▸ WHAT IS BEING ASKED:
Although the entries hold pictures, only their words are printed back, exactly as given.

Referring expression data
================================

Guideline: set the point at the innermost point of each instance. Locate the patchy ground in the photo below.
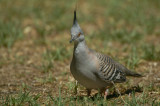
(35, 68)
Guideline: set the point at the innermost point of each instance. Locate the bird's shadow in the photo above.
(113, 95)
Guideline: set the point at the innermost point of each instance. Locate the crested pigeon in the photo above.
(91, 69)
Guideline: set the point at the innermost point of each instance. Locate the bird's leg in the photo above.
(76, 86)
(88, 92)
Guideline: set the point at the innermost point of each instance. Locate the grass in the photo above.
(35, 53)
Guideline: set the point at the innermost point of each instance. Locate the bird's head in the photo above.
(76, 32)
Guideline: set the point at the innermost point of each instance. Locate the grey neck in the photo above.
(80, 47)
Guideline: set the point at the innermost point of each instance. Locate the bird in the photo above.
(92, 69)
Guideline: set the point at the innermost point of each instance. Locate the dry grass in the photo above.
(34, 68)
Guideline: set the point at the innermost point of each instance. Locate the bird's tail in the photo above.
(133, 74)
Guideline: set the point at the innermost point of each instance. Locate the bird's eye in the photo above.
(79, 34)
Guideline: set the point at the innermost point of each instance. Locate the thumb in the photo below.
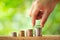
(44, 18)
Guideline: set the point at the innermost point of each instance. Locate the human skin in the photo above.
(41, 10)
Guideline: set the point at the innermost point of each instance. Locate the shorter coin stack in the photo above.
(14, 34)
(28, 33)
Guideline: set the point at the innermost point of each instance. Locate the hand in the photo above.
(41, 11)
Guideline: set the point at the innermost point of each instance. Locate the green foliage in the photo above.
(14, 17)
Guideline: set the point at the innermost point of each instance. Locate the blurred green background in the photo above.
(14, 16)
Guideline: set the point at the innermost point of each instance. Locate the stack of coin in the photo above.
(14, 34)
(29, 33)
(21, 34)
(38, 31)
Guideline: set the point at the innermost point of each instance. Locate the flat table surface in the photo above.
(45, 37)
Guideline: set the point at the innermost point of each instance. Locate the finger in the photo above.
(31, 9)
(34, 15)
(44, 18)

================================

▸ EXERCISE ANSWER:
Guideline: set the point at the innermost point of each instance. Locate the patchy ground in the photo below.
(35, 68)
Guideline: set the point at the innermost point of each instance. Locate the bird's shadow in the photo above.
(113, 95)
Guideline: set the point at the innermost point of each instance. Locate the crested pigeon in the photo above.
(91, 69)
Guideline: set the point at the innermost point of each instance. Locate the bird's leg in the photo above.
(76, 86)
(88, 92)
Guideline: set the point at the innermost point of each instance. Locate the grass in the photo above.
(35, 53)
Guideline: set the point at the innermost point of each instance. Locate the bird's head in the photo above.
(76, 32)
Guideline: set the point at the innermost point of each instance. Locate the grey neck in the photo above.
(80, 47)
Guideline: set the point at the innermost point of each instance. Locate the bird in the photo above.
(92, 69)
Guideline: set the point at the innermost point of each instance. Locate the dry grass in the photo above.
(34, 68)
Guideline: set the point at the innermost point of each instance. Locate the bird's tail in the photo above.
(133, 74)
Guideline: set the point at the innermost point of each instance. Locate the bird's eye in the photo above.
(79, 34)
Guideline: set the point at the innermost point of each instance. Locate the thumb in the photo below.
(44, 18)
Guideline: set the point at the innermost point of each instance. Locate the human skin in the photo above.
(41, 10)
Guideline: set the point at the innermost point of each instance. Locate the shorter coin stack in the photo above.
(14, 34)
(28, 33)
Guideline: set the point at the innermost point of each instance. Locate the hand in the photo above.
(41, 11)
Guideline: set the point at the innermost point of each instance. Locate the green foliage in the photo above.
(14, 17)
Guideline: set the point at the innermost point of each instance. Locate the blurred green background in the photo above.
(14, 16)
Guideline: set the point at the innermost point of each instance. Locate the stack of coin in the photo above.
(14, 34)
(29, 33)
(21, 34)
(38, 31)
Guideline: set the point at the innermost point of each instance. Locate the flat table surface in the photo above.
(45, 37)
Guideline: set the point at the innermost point of each instance. Locate the finger in the photo above.
(31, 9)
(34, 15)
(44, 18)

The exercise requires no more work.